Itens do conjunto de dados
┌──

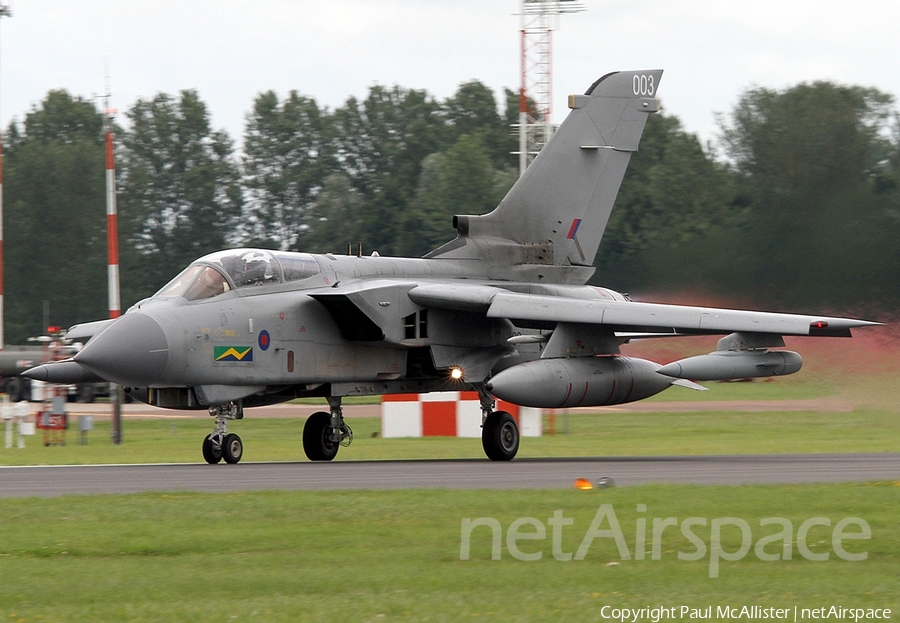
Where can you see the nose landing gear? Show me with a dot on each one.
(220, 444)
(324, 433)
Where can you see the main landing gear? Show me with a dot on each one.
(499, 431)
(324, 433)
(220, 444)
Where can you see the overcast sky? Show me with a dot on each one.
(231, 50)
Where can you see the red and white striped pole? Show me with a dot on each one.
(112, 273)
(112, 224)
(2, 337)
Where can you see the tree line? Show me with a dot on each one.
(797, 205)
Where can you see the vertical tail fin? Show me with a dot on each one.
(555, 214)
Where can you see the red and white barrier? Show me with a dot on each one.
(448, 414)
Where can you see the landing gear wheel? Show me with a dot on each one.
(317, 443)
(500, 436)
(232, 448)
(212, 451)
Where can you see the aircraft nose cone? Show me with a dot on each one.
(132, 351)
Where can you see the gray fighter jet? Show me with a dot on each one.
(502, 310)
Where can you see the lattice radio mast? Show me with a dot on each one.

└──

Enunciado: Troque "Show me with a dot on each one." por "Mark each one with a dot." em todas as linhas acima, sem alterar mais nada. Deixe as imagens de fora da resposta.

Resolução:
Where can you see the nose landing gear? Mark each one with a dot.
(220, 444)
(324, 433)
Where can you see the main landing gear? Mark each one with a dot.
(499, 431)
(324, 433)
(220, 444)
Where can you see the overcast sky? Mark each one with a dot.
(231, 50)
Where can you see the red and white striped pole? Mark each one with a dot.
(112, 273)
(112, 224)
(2, 337)
Where can you see the tree line? Mark each one with a dot.
(797, 205)
Where can you see the vertical tail fin? Mark each one with a dot.
(555, 214)
Where can you see the red and white barrier? Mark each one with a dot.
(448, 414)
Where can you see the landing gear wheel? Mark each one with a dot.
(317, 443)
(500, 436)
(232, 448)
(212, 451)
Where can you see the aircraft nose cone? Mark each one with a dot.
(132, 351)
Where can you see the gray fighter jet? Mark each one with a dot.
(502, 310)
Where can you see the lattice radio mast? Mark each one with a dot.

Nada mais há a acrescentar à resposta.